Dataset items
[Start of Attachment]

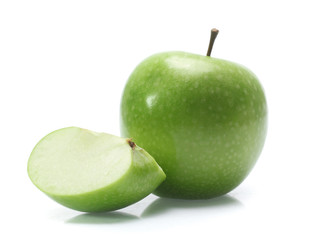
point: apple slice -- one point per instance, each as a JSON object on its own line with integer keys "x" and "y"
{"x": 92, "y": 172}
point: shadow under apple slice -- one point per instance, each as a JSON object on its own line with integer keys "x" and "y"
{"x": 162, "y": 205}
{"x": 102, "y": 218}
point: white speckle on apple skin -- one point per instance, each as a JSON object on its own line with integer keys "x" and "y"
{"x": 229, "y": 125}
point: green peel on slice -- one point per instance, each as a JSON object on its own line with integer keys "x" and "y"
{"x": 92, "y": 172}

[End of Attachment]

= Work instructions =
Your answer must be an exact copy of every entry, with the pictures left out.

= Answer to the problem =
point: apple slice -- one point per instance, each as a JSON object on its own line with integer keys "x" and "y"
{"x": 92, "y": 172}
point: shadow under apple slice -- one point per instance, each as a JSON object on its own line with integer keys "x" and "y"
{"x": 162, "y": 205}
{"x": 102, "y": 218}
point: white speckle on apple skin -- one point per instance, each as a JSON object on its own line with integer keys "x" and "y"
{"x": 229, "y": 125}
point: green peel on slice -- one point per instance, each as a JSON object on its own line with integer keys "x" and "y"
{"x": 92, "y": 172}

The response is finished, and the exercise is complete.